Keep images out and repeat all data exactly.

>>>

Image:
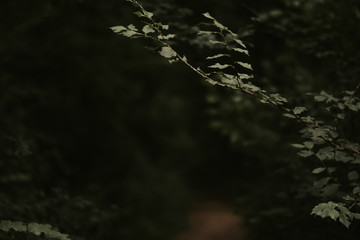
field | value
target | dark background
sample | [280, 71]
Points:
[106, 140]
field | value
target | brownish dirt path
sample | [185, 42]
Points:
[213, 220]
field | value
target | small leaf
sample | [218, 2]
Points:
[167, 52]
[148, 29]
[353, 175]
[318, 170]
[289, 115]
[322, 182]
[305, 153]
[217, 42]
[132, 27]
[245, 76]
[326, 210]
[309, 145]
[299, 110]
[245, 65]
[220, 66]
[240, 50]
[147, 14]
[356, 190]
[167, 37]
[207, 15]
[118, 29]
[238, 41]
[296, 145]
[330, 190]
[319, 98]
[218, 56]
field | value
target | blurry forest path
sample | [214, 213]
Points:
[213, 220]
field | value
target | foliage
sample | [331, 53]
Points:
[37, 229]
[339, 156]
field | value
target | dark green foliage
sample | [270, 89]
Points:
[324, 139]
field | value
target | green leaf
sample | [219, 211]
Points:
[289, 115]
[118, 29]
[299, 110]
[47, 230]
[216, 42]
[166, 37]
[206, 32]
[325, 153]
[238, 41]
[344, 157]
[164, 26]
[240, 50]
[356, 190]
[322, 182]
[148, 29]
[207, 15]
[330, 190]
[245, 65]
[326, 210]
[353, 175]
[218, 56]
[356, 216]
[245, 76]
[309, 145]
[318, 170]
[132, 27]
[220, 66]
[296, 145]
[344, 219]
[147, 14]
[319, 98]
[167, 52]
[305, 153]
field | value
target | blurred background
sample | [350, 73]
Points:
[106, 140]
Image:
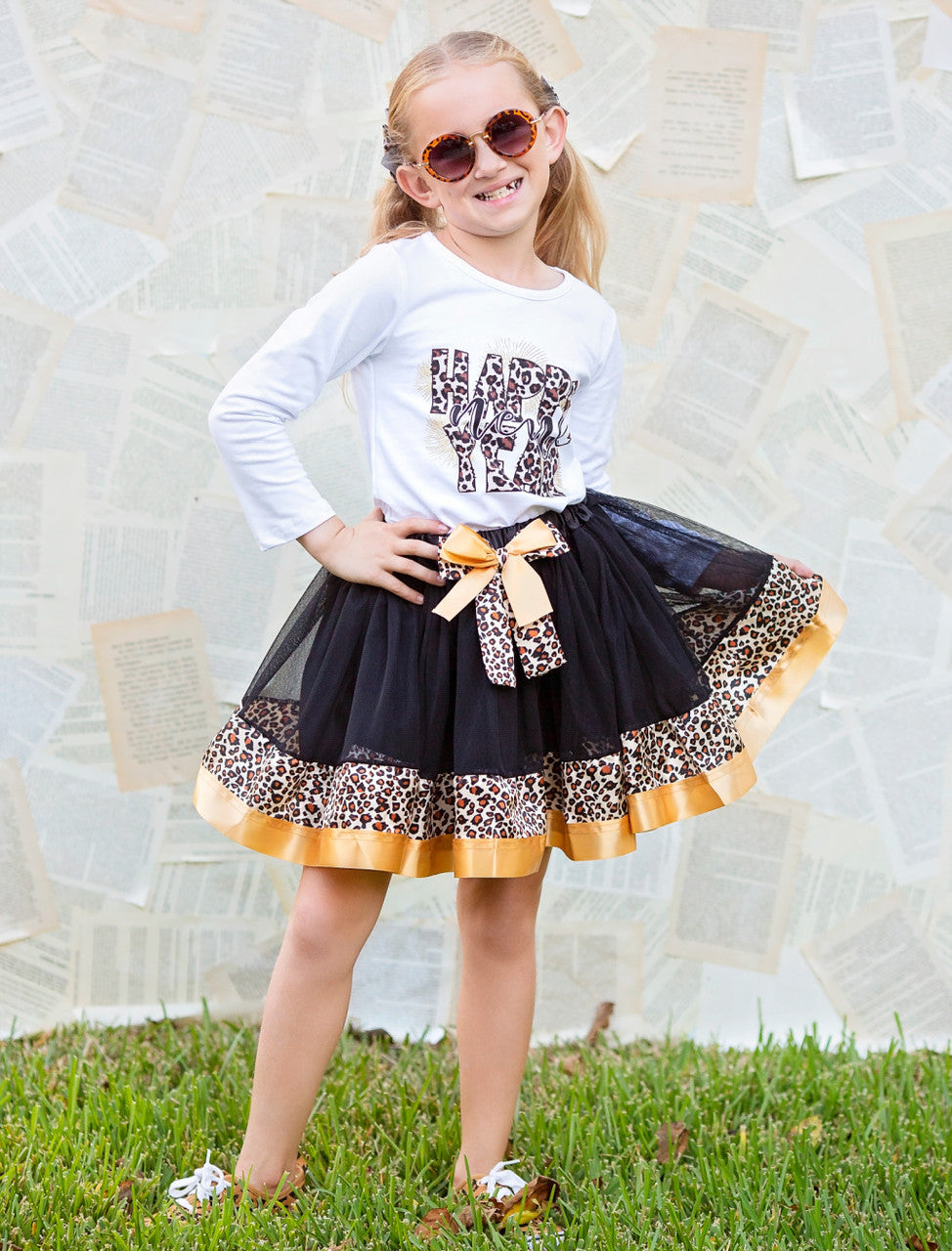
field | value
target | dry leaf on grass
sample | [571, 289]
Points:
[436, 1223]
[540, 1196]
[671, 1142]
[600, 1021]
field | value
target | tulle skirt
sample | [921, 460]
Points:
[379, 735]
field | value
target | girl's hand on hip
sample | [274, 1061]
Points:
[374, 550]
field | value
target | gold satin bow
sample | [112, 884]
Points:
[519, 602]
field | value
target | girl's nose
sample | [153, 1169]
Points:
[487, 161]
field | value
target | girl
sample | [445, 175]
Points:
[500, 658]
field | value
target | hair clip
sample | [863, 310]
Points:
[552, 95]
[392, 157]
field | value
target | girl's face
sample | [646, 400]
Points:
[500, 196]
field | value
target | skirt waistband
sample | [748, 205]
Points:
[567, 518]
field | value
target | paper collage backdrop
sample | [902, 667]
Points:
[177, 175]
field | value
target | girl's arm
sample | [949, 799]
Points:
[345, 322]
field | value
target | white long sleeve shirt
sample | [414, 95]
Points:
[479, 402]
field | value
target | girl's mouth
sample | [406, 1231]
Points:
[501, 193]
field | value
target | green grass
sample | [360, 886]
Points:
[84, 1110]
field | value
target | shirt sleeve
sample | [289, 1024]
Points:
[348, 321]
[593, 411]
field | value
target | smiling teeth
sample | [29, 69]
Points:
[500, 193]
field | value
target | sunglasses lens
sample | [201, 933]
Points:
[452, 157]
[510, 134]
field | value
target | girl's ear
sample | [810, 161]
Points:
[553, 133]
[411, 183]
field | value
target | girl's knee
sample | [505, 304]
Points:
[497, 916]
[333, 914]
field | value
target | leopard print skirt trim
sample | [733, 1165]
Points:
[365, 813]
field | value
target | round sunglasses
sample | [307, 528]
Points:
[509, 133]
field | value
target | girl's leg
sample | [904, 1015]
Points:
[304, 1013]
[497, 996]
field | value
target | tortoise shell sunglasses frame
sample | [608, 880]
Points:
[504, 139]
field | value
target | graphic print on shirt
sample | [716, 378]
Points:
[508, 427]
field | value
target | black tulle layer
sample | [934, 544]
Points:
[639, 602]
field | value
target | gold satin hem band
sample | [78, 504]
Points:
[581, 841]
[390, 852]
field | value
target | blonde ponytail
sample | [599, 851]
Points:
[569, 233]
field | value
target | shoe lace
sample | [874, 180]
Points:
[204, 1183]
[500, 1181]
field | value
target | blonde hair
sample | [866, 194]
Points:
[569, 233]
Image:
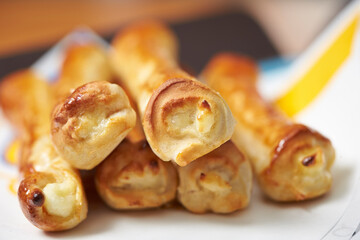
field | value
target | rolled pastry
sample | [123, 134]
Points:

<<<

### Completed task:
Image:
field | value
target | dark background
sample | [280, 71]
Points:
[106, 140]
field | value
target | brownish dirt path
sample | [185, 42]
Points:
[213, 220]
field | value
target | small leaf
sample | [218, 2]
Points:
[167, 52]
[148, 29]
[353, 175]
[318, 170]
[289, 115]
[322, 182]
[305, 153]
[217, 42]
[132, 27]
[245, 76]
[326, 210]
[309, 145]
[299, 110]
[245, 65]
[220, 66]
[240, 50]
[147, 14]
[356, 190]
[167, 37]
[207, 15]
[118, 29]
[238, 41]
[296, 145]
[330, 190]
[319, 98]
[218, 56]
field | value
target | blurry forest path
sample | [214, 213]
Points:
[213, 220]
field | value
target | foliage
sample | [331, 53]
Points:
[37, 229]
[339, 156]
field | value
target | dark green foliage
sample | [270, 89]
Points:
[324, 139]
field | value
target | green leaf
sample | [219, 211]
Points:
[289, 115]
[118, 29]
[299, 110]
[47, 230]
[216, 42]
[166, 37]
[206, 32]
[325, 153]
[238, 41]
[344, 157]
[164, 26]
[240, 50]
[356, 190]
[322, 182]
[148, 29]
[207, 15]
[330, 190]
[245, 65]
[326, 210]
[353, 175]
[218, 56]
[356, 216]
[245, 76]
[309, 145]
[318, 170]
[132, 27]
[220, 66]
[296, 145]
[344, 219]
[147, 14]
[319, 98]
[167, 52]
[305, 153]
field | value
target | blurred background
sample | [350, 73]
Points:
[106, 140]
Image:
field | value
target | dry leaf on grass
sample | [571, 289]
Points:
[436, 1223]
[540, 1196]
[671, 1142]
[600, 1021]
field | value
target | tulle skirt
sample | [921, 460]
Points:
[379, 735]
field | value
target | girl's hand on hip
sample | [274, 1061]
Points:
[374, 550]
field | value
target | gold satin bow
sample | [112, 884]
Points:
[519, 602]
field | value
target | girl's nose
sample | [153, 1169]
Points:
[487, 161]
field | value
target | girl
sample | [445, 175]
Points:
[500, 658]
field | value
target | hair clip
sample | [863, 310]
Points:
[552, 95]
[392, 157]
field | value
target | girl's face
sample | [646, 400]
Points:
[500, 196]
field | value
target | skirt waistband
sample | [748, 205]
Points:
[567, 518]
field | value
target | paper collage backdrop
sample | [902, 667]
Points:
[177, 175]
field | value
target | girl's arm
sample | [949, 799]
Points:
[345, 322]
field | value
target | white long sleeve shirt
sample | [414, 95]
Points:
[479, 402]
field | value
target | girl's mouth
sample | [406, 1231]
Points:
[501, 193]
field | value
target | green grass
sample | [360, 886]
Points:
[84, 1110]
field | value
target | shirt sleeve
sample | [289, 1024]
Points:
[348, 321]
[593, 411]
field | value
target | smiling teeth
sample | [29, 69]
Points:
[500, 193]
field | value
target | sunglasses lens
sample | [201, 933]
Points:
[452, 157]
[510, 134]
field | value
target | girl's ear
sample | [810, 161]
Points:
[553, 133]
[411, 183]
field | value
target | girl's knee
sample | [505, 304]
Points:
[497, 916]
[333, 914]
field | value
target | leopard print skirt trim
sample | [733, 1165]
Points:
[365, 813]
field | value
target | round sunglasses
sample | [307, 528]
Points:
[509, 133]
field | value
target | girl's leg
sample | [904, 1015]
Points:
[304, 1013]
[497, 996]
field | value
target | tortoise shell sunglasses frame
sample | [608, 880]
Points:
[504, 139]
field | value
target | graphic print on shirt
sample | [716, 378]
Points:
[508, 427]
field | value
target | black tulle layer
sample | [934, 544]
Points:
[639, 602]
field | value
target | gold satin hem band
sample | [78, 504]
Points:
[581, 841]
[390, 852]
field | value
target | blonde ponytail
sample | [599, 851]
Points:
[569, 233]
field | value
target | shoe lace
sample | [874, 180]
Points:
[204, 1183]
[500, 1181]
field | value
target | blonde hair
sample | [866, 194]
Points:
[569, 233]
Image:
field | value
target | rolled pastry
sample | [123, 134]
Points:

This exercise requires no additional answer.